** AVAILABLE DATA follows **

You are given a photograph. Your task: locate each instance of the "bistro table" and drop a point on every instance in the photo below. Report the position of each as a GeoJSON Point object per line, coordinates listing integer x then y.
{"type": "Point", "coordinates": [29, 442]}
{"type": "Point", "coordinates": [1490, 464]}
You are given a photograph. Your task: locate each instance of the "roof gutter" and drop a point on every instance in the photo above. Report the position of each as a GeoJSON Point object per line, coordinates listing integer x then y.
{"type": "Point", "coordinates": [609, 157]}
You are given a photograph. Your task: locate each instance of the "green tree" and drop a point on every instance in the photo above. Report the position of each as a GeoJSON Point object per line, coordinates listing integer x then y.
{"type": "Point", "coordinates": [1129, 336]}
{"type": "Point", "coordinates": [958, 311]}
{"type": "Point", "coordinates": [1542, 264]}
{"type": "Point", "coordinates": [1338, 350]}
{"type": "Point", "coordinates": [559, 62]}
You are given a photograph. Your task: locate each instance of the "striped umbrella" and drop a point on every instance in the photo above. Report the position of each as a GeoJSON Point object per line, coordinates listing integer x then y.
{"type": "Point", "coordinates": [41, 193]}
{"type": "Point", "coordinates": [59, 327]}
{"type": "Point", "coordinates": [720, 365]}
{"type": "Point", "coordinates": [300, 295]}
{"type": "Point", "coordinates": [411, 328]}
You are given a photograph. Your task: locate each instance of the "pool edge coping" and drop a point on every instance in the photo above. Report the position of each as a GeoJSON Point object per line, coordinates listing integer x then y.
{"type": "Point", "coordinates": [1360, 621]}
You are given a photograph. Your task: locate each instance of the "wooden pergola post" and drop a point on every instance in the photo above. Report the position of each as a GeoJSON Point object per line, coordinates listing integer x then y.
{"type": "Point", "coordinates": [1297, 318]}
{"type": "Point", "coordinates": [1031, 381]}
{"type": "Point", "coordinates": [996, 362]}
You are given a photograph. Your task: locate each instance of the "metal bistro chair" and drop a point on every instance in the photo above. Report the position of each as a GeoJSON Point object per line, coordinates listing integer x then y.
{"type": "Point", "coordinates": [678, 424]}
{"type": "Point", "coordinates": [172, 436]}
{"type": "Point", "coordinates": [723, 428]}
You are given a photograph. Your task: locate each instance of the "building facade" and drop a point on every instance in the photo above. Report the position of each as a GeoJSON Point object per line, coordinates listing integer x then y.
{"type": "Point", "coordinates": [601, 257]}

** End of AVAILABLE DATA **

Transcribe the data exactly.

You are given a photograph. Your task: locate each instance of the "bistro table" and drop a point on every instance in the photo below. Report the position of each as a GeoJSON Point object per line, coordinates listing integer x then y.
{"type": "Point", "coordinates": [29, 442]}
{"type": "Point", "coordinates": [1490, 464]}
You are given a photograph. Your task: locate each instance of the "roof gutter" and drop a point on every instance in the photo above. Report the position of each as a GeoJSON Point object per line, coordinates listing integer x then y.
{"type": "Point", "coordinates": [609, 157]}
You are given a photograph. Your task: locate each instance of the "green tree" and drop a point on every instance in the photo above. Report the position of each as a GeoJSON Point object per line, coordinates listing integer x then y.
{"type": "Point", "coordinates": [1129, 336]}
{"type": "Point", "coordinates": [958, 311]}
{"type": "Point", "coordinates": [1542, 264]}
{"type": "Point", "coordinates": [1338, 350]}
{"type": "Point", "coordinates": [559, 62]}
You are given a photograph. Your task: locate each instance of the "striped umbrella" and drop a point on every instance in the photo above. Report the position of each as a GeoJSON Point object per line, coordinates listing integer x then y.
{"type": "Point", "coordinates": [41, 193]}
{"type": "Point", "coordinates": [59, 327]}
{"type": "Point", "coordinates": [720, 365]}
{"type": "Point", "coordinates": [300, 295]}
{"type": "Point", "coordinates": [411, 328]}
You are given a photograph. Your task: locate each instance of the "pool edge coping" and drop a point on every instance in the photo above. Report the position of each as a GeoJSON Point object per line, coordinates listing integer x then y.
{"type": "Point", "coordinates": [1360, 621]}
You are given a photograph. Your task: locate each instance of the "wooden pergola post" and drop a point on every instance in the photo above. Report the position of each as a GeoJSON Point object per line, coordinates listing integer x then y.
{"type": "Point", "coordinates": [1297, 318]}
{"type": "Point", "coordinates": [1031, 381]}
{"type": "Point", "coordinates": [996, 362]}
You are given a photograph. Your task: locate each instance of the "metal bistro chair" and drop a point on every instance in the photo above. Report the position of each as a GeoJSON Point object per line, coordinates listing integer x then y.
{"type": "Point", "coordinates": [678, 424]}
{"type": "Point", "coordinates": [172, 436]}
{"type": "Point", "coordinates": [723, 428]}
You are given a photograph. Your task: locate each instance of the "building facade" and drop a point on every instance in the photo above. Report the position of each as a GeoJSON Point object per line, coordinates listing integer x then y.
{"type": "Point", "coordinates": [601, 257]}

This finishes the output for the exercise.